» **What this exercise asks**
1. In the marriage advice post, translate this sentence into Spanish: "Those are words of someone who is in pain and has not taken the time to look in the mirror yet."
2. In one to three sentences, explain why the writer of the marriage advice post decided they had not really tried to save things.
3. Take the marriage advice post further, picking up after its final sentence.

» **Document passage**
You are exactly right. As for what your W is saying, sometimes people on the outside can see much clearer than those involved in the situation. I don't know you personally or your W but I bet you have opened up with us more than most in your life so therefore I know quite a bit. I don't believe what your W says, even though I think she believes it at the time. Those are words of someone who is in pain and has not taken the time to look in the mirror yet.

On your second paragraph I agree again. I believe she did feel as though she tried for years and eventually gave up. Now I see that how she could feel that way and feel exhausted from all this but did she really try? I felt when she left I had tried everything also, then I find you guys MWD and a dozen other books and realize I did not try at all. All I did was the same thing in a different way and got the same results.

» **Records supplied**
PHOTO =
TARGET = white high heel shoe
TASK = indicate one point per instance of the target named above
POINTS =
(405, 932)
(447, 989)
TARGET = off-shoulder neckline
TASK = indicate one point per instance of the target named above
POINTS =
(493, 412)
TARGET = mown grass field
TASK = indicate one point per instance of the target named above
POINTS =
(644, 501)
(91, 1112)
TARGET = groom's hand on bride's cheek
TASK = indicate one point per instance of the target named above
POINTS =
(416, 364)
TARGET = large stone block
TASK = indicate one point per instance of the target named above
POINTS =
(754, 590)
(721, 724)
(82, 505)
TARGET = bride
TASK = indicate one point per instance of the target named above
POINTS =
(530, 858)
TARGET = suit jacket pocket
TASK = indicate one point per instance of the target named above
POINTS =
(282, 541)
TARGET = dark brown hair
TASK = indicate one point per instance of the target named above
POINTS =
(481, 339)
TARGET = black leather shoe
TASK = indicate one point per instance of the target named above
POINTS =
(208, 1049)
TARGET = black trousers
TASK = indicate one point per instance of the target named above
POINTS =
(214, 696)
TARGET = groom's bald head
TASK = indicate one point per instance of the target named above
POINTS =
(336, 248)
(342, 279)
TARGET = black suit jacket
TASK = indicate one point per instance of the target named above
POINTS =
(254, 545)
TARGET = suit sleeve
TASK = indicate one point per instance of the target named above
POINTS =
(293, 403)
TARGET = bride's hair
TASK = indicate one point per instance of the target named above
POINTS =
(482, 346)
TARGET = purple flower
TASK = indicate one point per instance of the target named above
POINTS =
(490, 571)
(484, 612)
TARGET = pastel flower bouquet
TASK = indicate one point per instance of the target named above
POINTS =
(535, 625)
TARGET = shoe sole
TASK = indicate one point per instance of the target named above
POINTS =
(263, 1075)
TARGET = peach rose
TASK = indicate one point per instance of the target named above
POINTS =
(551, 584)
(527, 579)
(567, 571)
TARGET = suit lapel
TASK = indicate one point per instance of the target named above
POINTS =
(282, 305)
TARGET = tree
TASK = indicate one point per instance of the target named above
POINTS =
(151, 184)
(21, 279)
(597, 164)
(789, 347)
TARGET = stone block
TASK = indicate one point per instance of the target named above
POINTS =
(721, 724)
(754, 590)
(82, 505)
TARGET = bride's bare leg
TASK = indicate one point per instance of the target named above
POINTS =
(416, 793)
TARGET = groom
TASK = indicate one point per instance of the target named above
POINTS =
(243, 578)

» **Answers per task**
1. Esas son palabras de alguien que está sufriendo y que todavía no se ha tomado el tiempo de mirarse al espejo.

2. After finding MWD and a dozen other books, the writer saw that all they had done was the same thing in a different way. Because of that, they got the same results.

3.
On your third paragraph we are on the same sheet of music. At times I feel as though it is too late and other times I can imagine my W and talking six months from now about how close we came to jumping off the cliff. Is this denial? If it is then I am much further behind on the grief scale than I would like to be.

My biggest fear of letting go is the same as yours. When I heal and have moved on with my life IF W ever wants to try again will I want to? I know I can't go through this again. I have collapsed as a man and this grief I dare not repeat. Will I love her again? Will I be able to truly forgive? I don't know. That thought really scares me. My future without her seems bleak at times but how do I detach and still have hope? I guess at that point the burden of reconciliation is with her.